A block of data:
------------

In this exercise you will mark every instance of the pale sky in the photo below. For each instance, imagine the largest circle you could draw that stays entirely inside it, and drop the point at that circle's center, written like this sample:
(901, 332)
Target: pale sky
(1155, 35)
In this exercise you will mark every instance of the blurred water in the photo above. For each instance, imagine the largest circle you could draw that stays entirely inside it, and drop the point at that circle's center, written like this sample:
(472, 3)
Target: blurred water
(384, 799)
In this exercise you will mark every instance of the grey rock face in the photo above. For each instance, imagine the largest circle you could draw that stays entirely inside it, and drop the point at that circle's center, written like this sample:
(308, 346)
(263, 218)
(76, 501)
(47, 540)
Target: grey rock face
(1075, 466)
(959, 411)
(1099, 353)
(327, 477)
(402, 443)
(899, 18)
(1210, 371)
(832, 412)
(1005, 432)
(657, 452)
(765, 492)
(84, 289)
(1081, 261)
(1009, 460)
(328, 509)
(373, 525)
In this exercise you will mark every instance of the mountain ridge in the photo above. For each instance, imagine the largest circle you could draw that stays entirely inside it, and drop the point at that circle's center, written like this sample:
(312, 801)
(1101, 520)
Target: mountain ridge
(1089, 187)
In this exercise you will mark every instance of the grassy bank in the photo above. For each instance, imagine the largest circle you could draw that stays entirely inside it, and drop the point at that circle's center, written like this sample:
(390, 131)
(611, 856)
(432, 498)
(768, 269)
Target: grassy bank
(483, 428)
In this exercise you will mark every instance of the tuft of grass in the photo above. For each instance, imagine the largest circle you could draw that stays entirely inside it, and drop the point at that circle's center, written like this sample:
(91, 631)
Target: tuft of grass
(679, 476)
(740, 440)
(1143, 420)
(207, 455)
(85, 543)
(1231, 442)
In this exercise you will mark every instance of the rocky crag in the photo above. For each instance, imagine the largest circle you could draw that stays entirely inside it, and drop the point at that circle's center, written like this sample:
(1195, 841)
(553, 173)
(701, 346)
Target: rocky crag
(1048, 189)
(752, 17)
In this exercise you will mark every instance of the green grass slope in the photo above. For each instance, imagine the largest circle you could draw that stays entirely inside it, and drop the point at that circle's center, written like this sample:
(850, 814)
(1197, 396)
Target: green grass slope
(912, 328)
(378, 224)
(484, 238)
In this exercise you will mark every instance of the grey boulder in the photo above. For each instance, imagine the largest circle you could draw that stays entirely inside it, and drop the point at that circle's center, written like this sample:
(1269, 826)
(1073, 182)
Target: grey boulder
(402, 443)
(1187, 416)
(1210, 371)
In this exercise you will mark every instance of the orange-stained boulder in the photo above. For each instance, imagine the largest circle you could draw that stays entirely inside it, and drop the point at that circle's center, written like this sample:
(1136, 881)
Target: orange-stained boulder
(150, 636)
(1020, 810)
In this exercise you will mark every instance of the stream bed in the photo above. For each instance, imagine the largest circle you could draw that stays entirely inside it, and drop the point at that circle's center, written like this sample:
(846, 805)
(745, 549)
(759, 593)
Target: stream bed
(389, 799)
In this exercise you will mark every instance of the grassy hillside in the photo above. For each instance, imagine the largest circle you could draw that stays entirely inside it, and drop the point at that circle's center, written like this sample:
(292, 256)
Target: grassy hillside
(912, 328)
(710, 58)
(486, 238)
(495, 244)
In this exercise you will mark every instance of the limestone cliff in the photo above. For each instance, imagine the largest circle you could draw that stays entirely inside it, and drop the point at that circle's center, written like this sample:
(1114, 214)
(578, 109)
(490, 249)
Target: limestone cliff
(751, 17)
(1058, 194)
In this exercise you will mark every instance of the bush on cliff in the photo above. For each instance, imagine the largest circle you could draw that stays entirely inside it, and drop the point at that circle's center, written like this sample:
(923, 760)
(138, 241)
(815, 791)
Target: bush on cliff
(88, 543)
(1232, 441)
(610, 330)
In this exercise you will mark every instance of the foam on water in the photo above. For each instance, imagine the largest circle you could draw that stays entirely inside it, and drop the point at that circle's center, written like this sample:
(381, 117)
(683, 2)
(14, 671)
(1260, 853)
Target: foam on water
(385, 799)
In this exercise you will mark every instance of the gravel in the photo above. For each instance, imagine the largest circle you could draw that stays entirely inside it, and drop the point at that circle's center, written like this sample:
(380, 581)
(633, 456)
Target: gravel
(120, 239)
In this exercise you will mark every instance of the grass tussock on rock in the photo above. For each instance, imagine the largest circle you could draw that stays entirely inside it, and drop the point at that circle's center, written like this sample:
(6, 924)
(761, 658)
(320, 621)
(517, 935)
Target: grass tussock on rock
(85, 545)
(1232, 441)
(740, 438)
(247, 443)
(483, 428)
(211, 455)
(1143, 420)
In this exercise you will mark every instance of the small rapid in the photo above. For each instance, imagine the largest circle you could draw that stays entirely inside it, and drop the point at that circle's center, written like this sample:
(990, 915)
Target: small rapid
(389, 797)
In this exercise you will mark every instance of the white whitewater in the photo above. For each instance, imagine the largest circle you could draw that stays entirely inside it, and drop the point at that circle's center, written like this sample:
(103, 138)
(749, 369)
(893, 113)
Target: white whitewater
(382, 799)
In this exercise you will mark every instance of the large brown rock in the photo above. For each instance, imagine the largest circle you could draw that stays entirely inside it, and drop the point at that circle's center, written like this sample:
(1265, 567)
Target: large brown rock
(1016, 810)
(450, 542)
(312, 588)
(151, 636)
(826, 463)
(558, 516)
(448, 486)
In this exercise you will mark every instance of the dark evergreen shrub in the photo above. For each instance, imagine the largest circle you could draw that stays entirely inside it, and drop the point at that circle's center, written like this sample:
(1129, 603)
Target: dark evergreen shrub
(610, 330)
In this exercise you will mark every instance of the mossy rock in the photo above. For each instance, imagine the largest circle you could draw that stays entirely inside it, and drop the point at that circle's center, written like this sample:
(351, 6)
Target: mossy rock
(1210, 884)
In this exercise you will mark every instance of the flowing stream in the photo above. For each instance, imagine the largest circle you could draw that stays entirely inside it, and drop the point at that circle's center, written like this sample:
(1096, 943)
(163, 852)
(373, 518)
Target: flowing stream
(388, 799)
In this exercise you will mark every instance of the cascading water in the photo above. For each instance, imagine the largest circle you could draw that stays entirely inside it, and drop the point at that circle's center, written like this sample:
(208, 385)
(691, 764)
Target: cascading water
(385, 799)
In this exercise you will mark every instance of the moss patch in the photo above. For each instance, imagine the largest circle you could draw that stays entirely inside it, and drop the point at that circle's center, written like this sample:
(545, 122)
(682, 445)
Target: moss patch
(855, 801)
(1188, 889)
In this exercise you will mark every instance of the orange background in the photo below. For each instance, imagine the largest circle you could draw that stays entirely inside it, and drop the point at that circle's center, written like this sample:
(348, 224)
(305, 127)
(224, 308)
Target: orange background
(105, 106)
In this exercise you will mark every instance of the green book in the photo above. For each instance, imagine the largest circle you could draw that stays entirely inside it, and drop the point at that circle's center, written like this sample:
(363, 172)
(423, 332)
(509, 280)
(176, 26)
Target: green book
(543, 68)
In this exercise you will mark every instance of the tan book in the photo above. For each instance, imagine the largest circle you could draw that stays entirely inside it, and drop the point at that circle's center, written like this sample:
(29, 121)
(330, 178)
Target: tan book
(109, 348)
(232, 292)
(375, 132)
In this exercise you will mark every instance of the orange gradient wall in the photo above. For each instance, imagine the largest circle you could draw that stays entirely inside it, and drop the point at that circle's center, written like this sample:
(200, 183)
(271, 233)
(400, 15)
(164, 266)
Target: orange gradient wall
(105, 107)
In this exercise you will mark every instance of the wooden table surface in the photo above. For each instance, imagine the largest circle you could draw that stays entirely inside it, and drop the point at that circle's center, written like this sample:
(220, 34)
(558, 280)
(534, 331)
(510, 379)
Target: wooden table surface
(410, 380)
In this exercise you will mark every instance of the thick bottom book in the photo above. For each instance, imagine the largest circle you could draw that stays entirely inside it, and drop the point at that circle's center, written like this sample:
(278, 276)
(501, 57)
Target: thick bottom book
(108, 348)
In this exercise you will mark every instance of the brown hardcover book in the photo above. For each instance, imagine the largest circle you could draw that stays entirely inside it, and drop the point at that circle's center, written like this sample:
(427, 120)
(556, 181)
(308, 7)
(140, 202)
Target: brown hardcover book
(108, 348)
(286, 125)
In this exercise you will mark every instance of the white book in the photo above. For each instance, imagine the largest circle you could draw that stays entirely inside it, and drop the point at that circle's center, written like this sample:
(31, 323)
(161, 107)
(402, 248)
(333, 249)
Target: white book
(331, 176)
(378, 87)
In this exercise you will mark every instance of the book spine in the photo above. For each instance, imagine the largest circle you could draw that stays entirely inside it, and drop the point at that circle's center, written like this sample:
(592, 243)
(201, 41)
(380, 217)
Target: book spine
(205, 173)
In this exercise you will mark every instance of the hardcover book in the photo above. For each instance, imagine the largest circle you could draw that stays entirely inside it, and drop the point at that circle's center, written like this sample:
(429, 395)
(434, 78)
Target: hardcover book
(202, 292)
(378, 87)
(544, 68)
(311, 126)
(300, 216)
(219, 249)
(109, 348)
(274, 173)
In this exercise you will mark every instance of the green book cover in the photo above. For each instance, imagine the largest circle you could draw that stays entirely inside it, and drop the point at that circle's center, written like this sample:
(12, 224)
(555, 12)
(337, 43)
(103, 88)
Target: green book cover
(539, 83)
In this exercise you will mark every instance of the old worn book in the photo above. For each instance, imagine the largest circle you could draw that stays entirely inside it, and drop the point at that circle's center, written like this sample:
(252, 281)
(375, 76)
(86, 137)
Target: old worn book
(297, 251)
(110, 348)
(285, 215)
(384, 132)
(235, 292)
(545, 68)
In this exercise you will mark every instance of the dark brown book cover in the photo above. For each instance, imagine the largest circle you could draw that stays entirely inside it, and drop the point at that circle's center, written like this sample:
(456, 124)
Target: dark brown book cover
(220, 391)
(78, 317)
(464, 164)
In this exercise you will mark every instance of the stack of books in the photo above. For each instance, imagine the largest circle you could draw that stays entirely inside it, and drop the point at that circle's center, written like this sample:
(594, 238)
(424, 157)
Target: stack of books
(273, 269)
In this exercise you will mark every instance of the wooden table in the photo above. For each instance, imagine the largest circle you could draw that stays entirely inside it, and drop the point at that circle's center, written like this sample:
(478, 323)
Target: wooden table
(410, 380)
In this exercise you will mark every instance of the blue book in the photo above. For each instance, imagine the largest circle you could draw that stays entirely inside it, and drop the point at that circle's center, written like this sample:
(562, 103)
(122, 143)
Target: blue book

------------

Can you arrange the data above, from the line with "In this exercise you will mark every instance of the tuft" to the line with "(1231, 442)", as a numbered list that includes both of those lines and skips any blank lines?

TASK OUTPUT:
1. In this exercise you will mark every instance of the tuft of grass in the photo above. For each instance, imagine the largest circle you could draw that stays entirely inside it, and drop the point at that circle's center, written like this sample:
2. (91, 631)
3. Target: tuft of grass
4. (679, 476)
5. (740, 440)
6. (1143, 420)
7. (207, 455)
8. (85, 543)
9. (1231, 442)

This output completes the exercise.